YOUR INSTRUCTIONS: Nothing in the records below may change; print them all exactly.

DATASET:
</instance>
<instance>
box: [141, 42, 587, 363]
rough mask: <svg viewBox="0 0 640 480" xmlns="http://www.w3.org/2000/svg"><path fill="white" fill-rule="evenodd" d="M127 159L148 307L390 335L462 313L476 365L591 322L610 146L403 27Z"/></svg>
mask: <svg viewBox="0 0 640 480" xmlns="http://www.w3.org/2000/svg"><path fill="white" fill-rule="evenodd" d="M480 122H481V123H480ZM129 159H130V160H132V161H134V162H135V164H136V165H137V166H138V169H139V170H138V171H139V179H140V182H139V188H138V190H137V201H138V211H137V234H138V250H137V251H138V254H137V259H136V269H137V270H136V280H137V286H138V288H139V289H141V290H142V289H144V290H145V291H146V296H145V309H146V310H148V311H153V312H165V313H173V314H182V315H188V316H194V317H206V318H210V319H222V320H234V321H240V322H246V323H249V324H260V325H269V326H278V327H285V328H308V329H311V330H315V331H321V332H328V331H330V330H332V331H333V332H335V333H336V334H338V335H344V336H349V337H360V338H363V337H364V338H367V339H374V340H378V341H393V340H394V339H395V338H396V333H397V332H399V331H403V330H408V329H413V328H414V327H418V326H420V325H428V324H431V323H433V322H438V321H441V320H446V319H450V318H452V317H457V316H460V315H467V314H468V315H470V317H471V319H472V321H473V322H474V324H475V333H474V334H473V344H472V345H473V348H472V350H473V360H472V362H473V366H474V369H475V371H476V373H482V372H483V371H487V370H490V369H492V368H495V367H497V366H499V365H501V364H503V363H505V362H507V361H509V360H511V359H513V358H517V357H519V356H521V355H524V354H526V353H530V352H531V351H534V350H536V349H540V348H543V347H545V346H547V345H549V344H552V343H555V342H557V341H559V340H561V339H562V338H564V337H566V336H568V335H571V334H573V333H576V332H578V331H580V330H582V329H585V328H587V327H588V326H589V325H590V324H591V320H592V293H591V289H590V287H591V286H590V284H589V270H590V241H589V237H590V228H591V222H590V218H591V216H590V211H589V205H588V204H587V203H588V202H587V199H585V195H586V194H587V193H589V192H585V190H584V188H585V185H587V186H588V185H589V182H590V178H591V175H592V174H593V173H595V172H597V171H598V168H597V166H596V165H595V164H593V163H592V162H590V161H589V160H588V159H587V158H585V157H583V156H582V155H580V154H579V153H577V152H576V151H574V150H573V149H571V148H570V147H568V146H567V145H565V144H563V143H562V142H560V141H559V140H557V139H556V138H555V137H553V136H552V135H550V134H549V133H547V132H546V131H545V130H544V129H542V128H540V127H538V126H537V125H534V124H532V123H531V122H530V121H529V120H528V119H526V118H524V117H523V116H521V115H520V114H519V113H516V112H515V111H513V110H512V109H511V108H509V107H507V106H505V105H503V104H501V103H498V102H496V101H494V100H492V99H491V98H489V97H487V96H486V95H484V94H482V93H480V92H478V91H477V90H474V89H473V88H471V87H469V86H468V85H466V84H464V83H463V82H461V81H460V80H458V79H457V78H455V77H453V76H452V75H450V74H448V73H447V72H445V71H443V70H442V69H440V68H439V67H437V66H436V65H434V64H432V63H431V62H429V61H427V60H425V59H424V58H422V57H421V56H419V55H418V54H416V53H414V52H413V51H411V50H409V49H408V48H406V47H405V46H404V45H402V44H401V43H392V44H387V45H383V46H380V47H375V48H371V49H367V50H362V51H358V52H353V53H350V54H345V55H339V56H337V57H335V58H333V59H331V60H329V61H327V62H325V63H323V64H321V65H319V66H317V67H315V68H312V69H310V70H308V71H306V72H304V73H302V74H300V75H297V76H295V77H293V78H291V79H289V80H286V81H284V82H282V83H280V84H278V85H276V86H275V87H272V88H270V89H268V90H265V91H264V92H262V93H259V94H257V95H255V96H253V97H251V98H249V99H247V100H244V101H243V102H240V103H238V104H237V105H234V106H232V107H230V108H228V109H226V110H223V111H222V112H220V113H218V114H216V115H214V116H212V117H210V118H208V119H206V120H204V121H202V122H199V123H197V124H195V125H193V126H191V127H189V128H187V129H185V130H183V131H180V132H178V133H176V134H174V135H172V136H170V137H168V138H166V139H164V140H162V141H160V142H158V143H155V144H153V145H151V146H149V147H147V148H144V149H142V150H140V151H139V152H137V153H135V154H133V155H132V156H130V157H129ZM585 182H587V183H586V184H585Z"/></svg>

REPLY:
</instance>
<instance>
box: [141, 42, 587, 363]
rough mask: <svg viewBox="0 0 640 480" xmlns="http://www.w3.org/2000/svg"><path fill="white" fill-rule="evenodd" d="M127 159L148 307L390 335L462 313L476 365L591 322L610 146L403 27Z"/></svg>
mask: <svg viewBox="0 0 640 480" xmlns="http://www.w3.org/2000/svg"><path fill="white" fill-rule="evenodd" d="M480 122H481V123H480ZM129 159H130V160H132V161H134V162H135V164H136V165H137V166H138V169H139V170H138V171H139V179H140V182H139V188H138V190H137V201H138V211H137V234H138V250H137V251H138V254H137V259H136V269H137V270H136V280H137V286H138V288H139V289H141V290H142V289H144V290H145V291H146V296H145V309H146V310H148V311H153V312H165V313H173V314H182V315H188V316H194V317H206V318H210V319H222V320H234V321H240V322H246V323H249V324H260V325H269V326H278V327H285V328H308V329H311V330H315V331H321V332H328V331H330V330H332V331H333V332H335V333H336V334H338V335H344V336H349V337H360V338H363V337H364V338H367V339H374V340H378V341H393V340H394V339H395V338H396V333H397V332H399V331H403V330H408V329H413V328H414V327H418V326H420V325H428V324H431V323H433V322H438V321H441V320H446V319H450V318H452V317H457V316H460V315H467V314H468V315H470V317H471V319H472V321H473V322H474V324H475V333H474V334H473V344H472V345H473V348H472V350H473V360H472V362H473V366H474V369H475V371H476V373H482V372H483V371H487V370H490V369H492V368H495V367H497V366H499V365H501V364H503V363H505V362H507V361H509V360H511V359H513V358H517V357H519V356H521V355H524V354H526V353H530V352H531V351H534V350H536V349H540V348H543V347H545V346H547V345H549V344H552V343H555V342H557V341H559V340H561V339H562V338H564V337H566V336H568V335H571V334H573V333H576V332H578V331H580V330H582V329H585V328H587V327H588V326H589V325H590V324H591V320H592V293H591V289H590V287H591V286H590V284H589V270H590V241H589V237H590V228H591V222H590V218H591V216H590V211H589V205H588V204H587V203H588V202H587V199H585V195H586V194H587V193H589V192H585V190H584V188H585V185H587V186H588V185H589V182H590V178H591V175H592V174H593V173H595V172H597V171H598V168H597V166H596V165H595V164H593V163H592V162H590V161H589V160H588V159H587V158H585V157H583V156H582V155H580V154H579V153H577V152H576V151H574V150H573V149H571V148H570V147H568V146H567V145H565V144H563V143H562V142H560V141H559V140H557V139H556V138H555V137H553V136H552V135H550V134H549V133H547V132H546V131H545V130H544V129H542V128H540V127H538V126H537V125H534V124H532V123H531V122H530V121H529V120H528V119H526V118H524V117H523V116H521V115H520V114H519V113H516V112H515V111H513V110H512V109H511V108H509V107H507V106H505V105H503V104H501V103H498V102H496V101H494V100H492V99H491V98H489V97H487V96H486V95H484V94H482V93H480V92H478V91H477V90H474V89H473V88H471V87H469V86H468V85H466V84H464V83H463V82H461V81H460V80H458V79H457V78H455V77H453V76H452V75H450V74H448V73H447V72H445V71H443V70H442V69H440V68H439V67H437V66H436V65H434V64H432V63H431V62H429V61H427V60H425V59H424V58H422V57H421V56H419V55H418V54H416V53H414V52H413V51H411V50H409V49H408V48H406V47H405V46H404V45H402V44H401V43H392V44H387V45H383V46H380V47H375V48H371V49H367V50H362V51H358V52H353V53H350V54H345V55H339V56H337V57H335V58H333V59H331V60H329V61H327V62H325V63H323V64H321V65H319V66H317V67H315V68H312V69H310V70H308V71H306V72H304V73H302V74H300V75H297V76H295V77H293V78H291V79H289V80H286V81H284V82H282V83H280V84H278V85H276V86H275V87H272V88H270V89H268V90H265V91H264V92H262V93H259V94H257V95H255V96H253V97H251V98H249V99H247V100H244V101H243V102H240V103H238V104H237V105H234V106H232V107H230V108H228V109H226V110H223V111H222V112H220V113H218V114H216V115H214V116H212V117H210V118H208V119H206V120H204V121H202V122H199V123H197V124H195V125H193V126H191V127H189V128H187V129H185V130H183V131H180V132H178V133H176V134H174V135H172V136H170V137H168V138H166V139H164V140H162V141H160V142H158V143H155V144H153V145H151V146H149V147H147V148H144V149H142V150H140V151H139V152H137V153H135V154H133V155H132V156H130V157H129ZM585 182H587V183H586V184H585Z"/></svg>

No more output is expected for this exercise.